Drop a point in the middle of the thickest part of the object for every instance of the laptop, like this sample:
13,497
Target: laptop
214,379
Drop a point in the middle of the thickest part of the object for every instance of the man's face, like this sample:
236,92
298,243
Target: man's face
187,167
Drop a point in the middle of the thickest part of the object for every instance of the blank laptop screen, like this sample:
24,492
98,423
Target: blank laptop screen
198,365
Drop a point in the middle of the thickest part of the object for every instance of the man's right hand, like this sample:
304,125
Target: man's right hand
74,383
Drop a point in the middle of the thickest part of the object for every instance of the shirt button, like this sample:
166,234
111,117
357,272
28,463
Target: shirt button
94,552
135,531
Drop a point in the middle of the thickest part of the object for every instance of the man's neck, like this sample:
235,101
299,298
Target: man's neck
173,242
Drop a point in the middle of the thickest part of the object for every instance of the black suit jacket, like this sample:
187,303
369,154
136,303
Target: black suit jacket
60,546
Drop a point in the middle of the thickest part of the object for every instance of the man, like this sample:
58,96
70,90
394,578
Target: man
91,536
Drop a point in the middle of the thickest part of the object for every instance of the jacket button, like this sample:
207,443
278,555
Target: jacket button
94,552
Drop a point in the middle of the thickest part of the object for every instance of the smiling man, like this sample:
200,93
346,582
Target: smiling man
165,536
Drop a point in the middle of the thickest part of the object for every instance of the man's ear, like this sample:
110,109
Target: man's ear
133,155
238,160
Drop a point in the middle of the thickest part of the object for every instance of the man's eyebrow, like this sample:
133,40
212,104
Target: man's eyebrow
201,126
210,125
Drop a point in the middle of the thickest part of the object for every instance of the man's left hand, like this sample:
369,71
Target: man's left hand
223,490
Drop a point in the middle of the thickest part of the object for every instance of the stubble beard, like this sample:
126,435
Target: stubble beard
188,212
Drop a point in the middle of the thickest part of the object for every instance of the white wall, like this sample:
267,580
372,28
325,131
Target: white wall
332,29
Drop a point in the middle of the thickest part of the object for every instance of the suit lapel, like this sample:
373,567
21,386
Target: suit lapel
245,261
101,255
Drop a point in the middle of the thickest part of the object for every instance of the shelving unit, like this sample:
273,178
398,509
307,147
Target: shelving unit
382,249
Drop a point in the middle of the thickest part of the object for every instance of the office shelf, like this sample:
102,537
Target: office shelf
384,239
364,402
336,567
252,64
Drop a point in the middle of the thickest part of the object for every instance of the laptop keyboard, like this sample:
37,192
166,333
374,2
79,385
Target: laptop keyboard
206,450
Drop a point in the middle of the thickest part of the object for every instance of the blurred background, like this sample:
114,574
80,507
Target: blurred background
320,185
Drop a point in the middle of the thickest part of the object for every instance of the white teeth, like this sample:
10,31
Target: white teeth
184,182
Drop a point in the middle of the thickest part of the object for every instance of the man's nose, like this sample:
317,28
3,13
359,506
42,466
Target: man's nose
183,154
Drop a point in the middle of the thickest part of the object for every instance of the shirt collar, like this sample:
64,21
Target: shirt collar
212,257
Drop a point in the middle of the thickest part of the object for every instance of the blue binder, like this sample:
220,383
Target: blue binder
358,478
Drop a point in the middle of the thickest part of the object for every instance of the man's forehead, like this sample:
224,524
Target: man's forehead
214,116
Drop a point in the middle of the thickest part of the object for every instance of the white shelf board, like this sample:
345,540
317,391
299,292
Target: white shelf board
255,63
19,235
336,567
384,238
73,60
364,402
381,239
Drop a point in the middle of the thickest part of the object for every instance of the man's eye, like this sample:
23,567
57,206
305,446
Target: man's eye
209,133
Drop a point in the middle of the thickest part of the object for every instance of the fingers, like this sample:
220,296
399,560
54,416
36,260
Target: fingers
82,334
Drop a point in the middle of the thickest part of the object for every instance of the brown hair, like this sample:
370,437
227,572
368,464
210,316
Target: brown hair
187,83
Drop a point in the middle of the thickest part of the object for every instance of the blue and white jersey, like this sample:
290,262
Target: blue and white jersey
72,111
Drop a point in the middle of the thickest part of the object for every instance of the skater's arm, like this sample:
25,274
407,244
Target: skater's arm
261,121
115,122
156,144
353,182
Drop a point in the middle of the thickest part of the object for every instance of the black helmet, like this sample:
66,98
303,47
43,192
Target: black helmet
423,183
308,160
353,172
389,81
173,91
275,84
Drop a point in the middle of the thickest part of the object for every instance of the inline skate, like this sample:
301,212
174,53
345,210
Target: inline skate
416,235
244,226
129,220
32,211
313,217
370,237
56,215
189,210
##########
• [Exercise goal]: Nothing should be left out: return all of the records exactly.

• [Task answer]:
Drop a point in the middle of the thickest part of the object for every instance of the laptop, like this sample:
13,497
Target: laptop
214,379
Drop a point in the middle of the thickest part of the object for every instance of the man's face, like this sample:
236,92
298,243
Target: man's face
187,167
Drop a point in the middle of the thickest part of the object for every instance of the blank laptop screen, like this sample:
24,492
98,423
Target: blank laptop screen
198,365
Drop a point in the middle of the thickest part of the object for every instance of the man's right hand, like this sample:
304,125
Target: man's right hand
74,383
Drop a point in the middle of the thickest part of the object for every instance of the shirt button, like this sample:
166,234
111,117
357,272
28,463
Target: shirt button
94,552
135,531
Drop a point in the middle of the thickest part of the object for every instance of the man's neck, like this sample:
235,101
299,298
Target: man's neck
173,242
Drop a point in the middle of the thickest part of the object for every instance of the black suit jacket, like this sample:
187,303
369,154
136,303
Target: black suit jacket
60,546
Drop a point in the middle of the thickest part of the object for every instance of the man, like this sample:
58,96
70,90
394,578
Target: man
91,536
Drop a point in the middle of the thickest part of the object for every instance of the jacket button, like this sample:
207,443
278,555
Target: jacket button
94,552
Drop a point in the middle of the thickest part of the object for every instance of the smiling man, like this sample:
200,93
346,582
Target: smiling man
165,536
Drop a point in the middle of the thickest part of the object for every instance of the man's ear, like this sample:
110,109
Target: man's ear
133,155
238,160
Drop a point in the middle of the thickest part of the object for every instance of the man's eyebrow, like this sample:
133,40
212,104
Target: man's eyebrow
201,126
210,125
Drop a point in the middle of the thickest part of the object for every instance of the man's left hand, like this sample:
369,71
Target: man's left hand
223,490
Drop a point in the middle of the thickest part of the object for every instance of the stubble beard, like this sample:
126,435
Target: stubble beard
188,212
Drop a point in the middle of the thickest part of the object for every instance of the white wall, like this sample:
267,580
372,28
325,131
Target: white wall
332,29
Drop a point in the middle of the thickest part of the object for every instance of the suit lapel, like this sample:
373,567
21,386
Target: suit lapel
245,261
101,255
Drop a point in the middle of the thickest part of the object for every instance of the shelving unit, like this sample:
273,178
398,509
307,147
Target: shelving unit
382,249
Drop a point in the middle of the thickest part of the object for every instance of the office shelf, like this sample:
102,537
Target: office shelf
384,239
364,402
336,567
252,64
Drop a point in the middle of the thickest part of the object for every instance of the laptop keyboard, like this sample:
37,192
166,333
374,2
79,385
Target: laptop keyboard
206,450
Drop a point in the middle of the thickest part of the object for every instance of the blurred background, like this sample:
114,574
80,507
Target: blurred background
320,185
Drop a point in the middle of the thickest part of the object for every instance of the white teeth, like this sample:
10,31
Target: white teeth
184,182
Drop a point in the middle of the thickest part of the object for every instance of the man's nose, like this sample:
317,28
3,13
359,506
42,466
Target: man's nose
183,154
Drop a point in the middle of the thickest part of the object for every instance of the shirt collar, like this sample:
64,21
Target: shirt collar
212,257
Drop a point in the middle of the thickest part of the object for every instance of the blue binder, like this sample:
220,383
Target: blue binder
358,478
Drop a point in the middle of the thickest part of the object for every instance of the man's forehead, like this sample:
224,524
Target: man's forehead
214,116
Drop a point in the middle of the thickest part of the object for every instance of the white shelf board, like this sample:
345,540
317,391
299,292
Target: white shelf board
255,63
19,235
336,567
384,238
73,60
364,402
381,239
Drop a point in the middle of the thickest part of the object for every instance of the man's eye, like this sample:
23,567
57,206
305,446
Target: man's eye
209,133
Drop a point in the middle of the thickest part of the object for every instance of the fingers, like this sample:
220,296
399,560
54,416
36,260
Target: fingers
82,334
Drop a point in the middle of the thickest part of the object for every instance of the brown hair, like this sample:
370,437
227,572
368,464
210,316
Target: brown hair
187,83
Drop a point in the middle of the thickest part of the object for every instance of the blue and white jersey, like this sample:
290,262
Target: blue and white jersey
72,111
Drop a point in the middle of the thickest part of the object for every instance of the skater's arm, like this sample:
25,274
407,244
Target: skater's arm
261,121
115,122
156,144
353,182
Drop a point in the middle of the thickest part of the object for every instance of the black helmet, like this sample:
66,98
303,47
43,192
Target: black helmet
423,183
308,160
353,172
389,81
173,91
275,84
Drop a point in the middle of the thickest part of the object for every instance of the inline skate, like this sample:
301,212
174,53
345,210
Target: inline skate
416,235
244,226
129,220
32,211
313,217
370,237
56,215
189,210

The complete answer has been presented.